What you will do:
• A. According to the text on Patriarch Polyeuctus, in what year was Saint Olga baptized in Constantinople?
• B. Copy every line of the records that follow, character for character.

Polyeuctus (, died 16 January 970) was Ecumenical Patriarch of Constantinople (956–970). His orthodox feast is on February 5.

History
Polyeuctus was raised from being a simple monk to the Patriarchate in 956, as successor to the imperial prince Theophylact Lekapenos, and remained on the patriarchal throne in Constantinople until his death on 16 January 970. For his great mind, zeal for the Faith and power of oratory, he was called a "second Chrysostom".

Although he was given his position by Constantine VII, he did not show much loyalty to him. He began by questioning the legitimacy of Constantine's parents' marriage, and then went as far as to restore the good name of Patriarch Euthymius who had so vigorously opposed that union.

The Russian Princess Saint Olga came to Constantinople in the time of Patriarch Polyeuctus during the reign of Byzantine Emperor Constantine Porphyrogenitus, and was baptised there in 957. The Patriarch baptised her, and the Emperor stood godfather. St Polyeuctus prophesied: "Blessed art thou among Russian women, for thou bast desired the light and cast away darkness; the sons of Russia will bless thee to the last generation."

Task material:
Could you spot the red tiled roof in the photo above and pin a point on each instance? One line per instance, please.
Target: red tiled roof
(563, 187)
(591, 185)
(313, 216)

Expected answers:
• A. 957

• B.
Could you spot the red tiled roof in the photo above and pin a point on each instance? One line per instance, please.
Target: red tiled roof
(563, 187)
(591, 185)
(313, 216)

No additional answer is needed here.